[Exercise requirements]: Set down, word for word, the stretch of lines from the one containing "of the rippled" to the end of the records below.

[Provided records]:
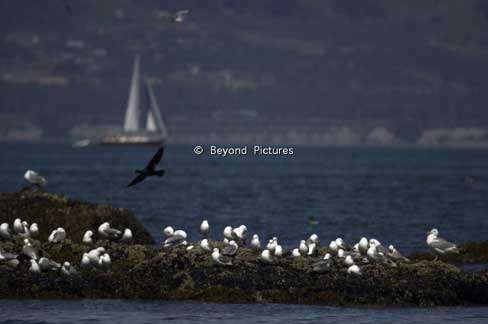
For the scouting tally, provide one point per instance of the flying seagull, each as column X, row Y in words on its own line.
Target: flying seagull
column 150, row 169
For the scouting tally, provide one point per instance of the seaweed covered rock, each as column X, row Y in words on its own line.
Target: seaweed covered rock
column 50, row 211
column 470, row 252
column 140, row 271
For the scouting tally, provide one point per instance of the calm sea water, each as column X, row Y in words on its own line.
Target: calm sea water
column 392, row 195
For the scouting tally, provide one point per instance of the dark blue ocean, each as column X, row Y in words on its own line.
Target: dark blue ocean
column 394, row 195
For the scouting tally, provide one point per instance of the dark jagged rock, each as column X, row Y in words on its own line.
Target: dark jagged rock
column 51, row 211
column 141, row 271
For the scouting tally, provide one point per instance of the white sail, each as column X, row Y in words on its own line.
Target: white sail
column 131, row 123
column 154, row 121
column 151, row 123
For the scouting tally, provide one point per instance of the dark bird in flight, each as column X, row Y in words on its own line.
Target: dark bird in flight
column 179, row 16
column 150, row 169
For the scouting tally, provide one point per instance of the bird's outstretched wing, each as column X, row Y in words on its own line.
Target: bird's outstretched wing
column 182, row 12
column 155, row 159
column 137, row 179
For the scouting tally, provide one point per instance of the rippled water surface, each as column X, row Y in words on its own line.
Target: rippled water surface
column 393, row 195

[Response]:
For the scouting tally, provide one point per instance of the rippled water surface, each as column X, row Y in words on its own line.
Target: rippled water surface
column 393, row 195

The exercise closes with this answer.